(YOUR INSTRUCTIONS):
When the line containing "Give one point for each instance of the waterfall" is reached, begin reproducing lines exactly and continue through the last line of the records below.

(Source data)
=======

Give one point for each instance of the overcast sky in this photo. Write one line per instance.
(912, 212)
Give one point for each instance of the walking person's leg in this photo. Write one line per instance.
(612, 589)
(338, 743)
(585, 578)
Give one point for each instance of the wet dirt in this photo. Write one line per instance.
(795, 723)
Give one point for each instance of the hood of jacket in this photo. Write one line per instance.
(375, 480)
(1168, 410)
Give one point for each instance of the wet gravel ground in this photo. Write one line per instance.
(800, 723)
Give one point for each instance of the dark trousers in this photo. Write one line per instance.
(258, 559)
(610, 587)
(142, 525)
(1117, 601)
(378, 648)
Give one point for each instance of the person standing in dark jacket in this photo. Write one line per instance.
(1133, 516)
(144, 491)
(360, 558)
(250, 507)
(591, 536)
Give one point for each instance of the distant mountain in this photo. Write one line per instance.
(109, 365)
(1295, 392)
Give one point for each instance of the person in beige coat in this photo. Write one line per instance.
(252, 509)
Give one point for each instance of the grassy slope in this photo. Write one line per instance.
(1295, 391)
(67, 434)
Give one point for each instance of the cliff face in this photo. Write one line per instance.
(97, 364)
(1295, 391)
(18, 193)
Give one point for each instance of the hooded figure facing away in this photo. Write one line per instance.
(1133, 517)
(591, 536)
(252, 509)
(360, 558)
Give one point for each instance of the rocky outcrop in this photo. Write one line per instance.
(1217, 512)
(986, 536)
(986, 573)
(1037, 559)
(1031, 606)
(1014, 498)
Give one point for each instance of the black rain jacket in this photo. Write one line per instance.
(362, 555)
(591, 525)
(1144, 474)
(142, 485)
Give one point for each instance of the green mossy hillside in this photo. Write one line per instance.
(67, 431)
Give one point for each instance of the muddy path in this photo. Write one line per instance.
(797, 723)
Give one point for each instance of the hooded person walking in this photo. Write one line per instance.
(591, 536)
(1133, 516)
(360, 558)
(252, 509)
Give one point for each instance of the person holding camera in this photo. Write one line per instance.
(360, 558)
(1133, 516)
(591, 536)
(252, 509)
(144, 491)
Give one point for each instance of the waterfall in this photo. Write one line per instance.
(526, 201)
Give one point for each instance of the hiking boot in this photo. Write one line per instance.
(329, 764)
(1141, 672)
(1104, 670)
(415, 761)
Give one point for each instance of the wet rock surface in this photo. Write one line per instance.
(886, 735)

=======

(EXERCISE SOLUTION):
Give one point for each instance of the waterfall in this photo. Write one line per instance.
(526, 201)
Give one point for each instance of the hiking boot in this photo. Write one line per instance.
(329, 764)
(1141, 672)
(1104, 670)
(415, 761)
Give one point for each instance of the wet rock surface in this photo. Write one line per instance.
(886, 735)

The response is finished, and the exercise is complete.